── MATERIAL PROVIDED
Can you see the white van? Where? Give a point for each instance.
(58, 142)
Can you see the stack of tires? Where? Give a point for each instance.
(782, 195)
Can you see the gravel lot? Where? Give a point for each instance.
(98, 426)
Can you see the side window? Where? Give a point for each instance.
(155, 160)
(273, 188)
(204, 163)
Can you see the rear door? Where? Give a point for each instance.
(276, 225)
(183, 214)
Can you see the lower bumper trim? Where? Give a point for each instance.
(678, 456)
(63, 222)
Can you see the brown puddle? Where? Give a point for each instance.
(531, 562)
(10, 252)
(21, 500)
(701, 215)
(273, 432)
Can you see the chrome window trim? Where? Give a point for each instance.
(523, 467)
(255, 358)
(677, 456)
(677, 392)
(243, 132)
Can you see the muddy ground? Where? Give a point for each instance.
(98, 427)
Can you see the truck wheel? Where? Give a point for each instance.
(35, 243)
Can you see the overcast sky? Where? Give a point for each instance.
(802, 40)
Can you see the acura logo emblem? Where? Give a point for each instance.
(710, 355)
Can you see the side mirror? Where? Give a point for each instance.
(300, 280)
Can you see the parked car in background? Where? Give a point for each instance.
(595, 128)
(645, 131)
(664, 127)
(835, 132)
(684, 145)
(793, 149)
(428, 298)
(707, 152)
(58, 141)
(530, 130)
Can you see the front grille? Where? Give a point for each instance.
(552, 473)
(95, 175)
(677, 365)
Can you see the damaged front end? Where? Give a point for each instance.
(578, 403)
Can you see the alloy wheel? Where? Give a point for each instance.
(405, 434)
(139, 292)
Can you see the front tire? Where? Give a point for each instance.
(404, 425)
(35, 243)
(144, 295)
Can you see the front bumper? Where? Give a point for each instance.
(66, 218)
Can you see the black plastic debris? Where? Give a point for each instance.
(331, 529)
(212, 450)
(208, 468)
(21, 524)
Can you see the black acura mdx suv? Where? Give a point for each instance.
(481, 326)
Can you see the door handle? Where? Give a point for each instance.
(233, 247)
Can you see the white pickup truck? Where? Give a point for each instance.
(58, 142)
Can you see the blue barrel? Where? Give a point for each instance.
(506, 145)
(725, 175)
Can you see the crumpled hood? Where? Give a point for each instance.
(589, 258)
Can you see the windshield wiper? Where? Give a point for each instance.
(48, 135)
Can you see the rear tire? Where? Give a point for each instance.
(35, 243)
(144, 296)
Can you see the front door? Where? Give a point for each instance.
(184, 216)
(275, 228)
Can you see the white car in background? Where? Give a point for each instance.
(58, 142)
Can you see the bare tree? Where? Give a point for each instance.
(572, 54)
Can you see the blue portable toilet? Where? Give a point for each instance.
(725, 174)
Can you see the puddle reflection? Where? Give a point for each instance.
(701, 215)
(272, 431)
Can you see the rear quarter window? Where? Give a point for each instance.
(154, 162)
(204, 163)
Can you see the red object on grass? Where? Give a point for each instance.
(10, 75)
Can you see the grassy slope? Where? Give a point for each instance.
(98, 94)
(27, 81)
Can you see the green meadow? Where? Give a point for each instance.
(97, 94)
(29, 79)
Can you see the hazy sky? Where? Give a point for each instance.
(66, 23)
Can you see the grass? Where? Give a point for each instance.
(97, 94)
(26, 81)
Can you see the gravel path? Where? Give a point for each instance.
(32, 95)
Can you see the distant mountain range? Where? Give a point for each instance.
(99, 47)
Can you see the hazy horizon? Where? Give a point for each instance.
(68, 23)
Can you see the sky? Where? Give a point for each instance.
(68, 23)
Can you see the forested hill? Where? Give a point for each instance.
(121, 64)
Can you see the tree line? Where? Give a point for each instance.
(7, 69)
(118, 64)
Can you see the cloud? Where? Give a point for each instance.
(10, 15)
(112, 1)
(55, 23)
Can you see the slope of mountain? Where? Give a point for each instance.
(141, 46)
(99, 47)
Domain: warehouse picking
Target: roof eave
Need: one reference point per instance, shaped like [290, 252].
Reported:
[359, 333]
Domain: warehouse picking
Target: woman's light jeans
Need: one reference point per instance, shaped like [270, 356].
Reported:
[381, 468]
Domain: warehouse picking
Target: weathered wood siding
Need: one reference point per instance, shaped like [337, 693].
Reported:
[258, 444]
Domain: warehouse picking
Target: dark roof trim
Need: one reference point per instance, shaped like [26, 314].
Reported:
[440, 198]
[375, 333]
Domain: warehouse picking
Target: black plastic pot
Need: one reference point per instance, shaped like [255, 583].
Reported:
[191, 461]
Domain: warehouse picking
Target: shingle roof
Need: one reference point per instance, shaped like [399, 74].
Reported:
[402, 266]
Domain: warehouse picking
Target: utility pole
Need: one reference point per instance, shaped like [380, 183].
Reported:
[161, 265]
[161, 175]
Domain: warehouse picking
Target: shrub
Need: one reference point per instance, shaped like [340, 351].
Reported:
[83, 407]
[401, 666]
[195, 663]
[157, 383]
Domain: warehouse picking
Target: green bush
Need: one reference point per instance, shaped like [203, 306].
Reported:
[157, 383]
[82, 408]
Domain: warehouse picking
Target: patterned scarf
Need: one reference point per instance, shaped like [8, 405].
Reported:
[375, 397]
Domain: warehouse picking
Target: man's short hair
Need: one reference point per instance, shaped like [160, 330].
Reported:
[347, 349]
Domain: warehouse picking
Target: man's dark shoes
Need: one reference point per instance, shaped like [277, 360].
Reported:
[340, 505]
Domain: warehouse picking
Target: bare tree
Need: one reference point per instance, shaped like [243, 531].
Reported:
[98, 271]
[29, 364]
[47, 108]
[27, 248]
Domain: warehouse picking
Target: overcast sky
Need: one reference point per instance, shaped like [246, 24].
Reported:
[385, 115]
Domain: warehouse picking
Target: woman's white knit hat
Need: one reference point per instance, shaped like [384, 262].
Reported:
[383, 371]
────
── MATERIAL PROVIDED
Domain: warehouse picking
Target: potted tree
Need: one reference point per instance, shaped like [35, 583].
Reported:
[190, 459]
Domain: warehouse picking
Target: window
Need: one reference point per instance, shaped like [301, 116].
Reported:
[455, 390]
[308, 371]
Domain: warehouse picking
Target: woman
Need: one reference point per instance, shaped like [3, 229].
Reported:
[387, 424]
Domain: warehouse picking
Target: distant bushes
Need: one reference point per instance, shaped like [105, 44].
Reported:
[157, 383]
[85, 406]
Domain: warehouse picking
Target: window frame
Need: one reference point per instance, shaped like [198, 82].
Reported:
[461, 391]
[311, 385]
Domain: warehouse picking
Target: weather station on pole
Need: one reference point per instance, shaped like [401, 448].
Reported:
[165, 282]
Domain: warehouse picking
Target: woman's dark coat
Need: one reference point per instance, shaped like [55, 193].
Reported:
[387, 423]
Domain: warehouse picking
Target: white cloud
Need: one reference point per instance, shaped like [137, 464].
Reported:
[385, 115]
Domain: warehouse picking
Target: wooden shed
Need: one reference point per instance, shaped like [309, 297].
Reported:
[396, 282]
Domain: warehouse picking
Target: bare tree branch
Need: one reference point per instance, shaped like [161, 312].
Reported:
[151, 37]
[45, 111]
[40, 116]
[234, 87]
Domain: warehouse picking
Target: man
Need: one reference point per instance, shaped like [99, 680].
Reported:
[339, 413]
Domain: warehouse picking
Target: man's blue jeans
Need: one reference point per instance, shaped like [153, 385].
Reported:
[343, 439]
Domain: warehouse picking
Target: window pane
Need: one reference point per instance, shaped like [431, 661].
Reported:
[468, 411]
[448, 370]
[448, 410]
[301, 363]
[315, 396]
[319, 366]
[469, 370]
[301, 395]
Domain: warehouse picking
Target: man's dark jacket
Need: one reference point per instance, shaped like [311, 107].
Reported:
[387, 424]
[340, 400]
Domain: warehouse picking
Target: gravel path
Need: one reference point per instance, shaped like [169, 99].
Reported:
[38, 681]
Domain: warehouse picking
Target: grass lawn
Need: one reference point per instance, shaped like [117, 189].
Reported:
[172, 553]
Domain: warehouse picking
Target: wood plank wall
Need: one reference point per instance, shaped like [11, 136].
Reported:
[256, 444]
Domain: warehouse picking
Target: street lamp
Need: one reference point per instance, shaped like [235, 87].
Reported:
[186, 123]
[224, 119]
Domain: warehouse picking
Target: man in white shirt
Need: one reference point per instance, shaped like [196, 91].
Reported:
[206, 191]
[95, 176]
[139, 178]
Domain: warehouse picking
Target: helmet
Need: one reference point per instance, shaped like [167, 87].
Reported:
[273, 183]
────
Please pick out and copy every line of the data above that contains the word "acura", counting only matches in the same case.

Can you see the acura logo emblem? Where? Give a point for each instance.
Can you see the black acura mdx suv? Where? Give a point for each instance.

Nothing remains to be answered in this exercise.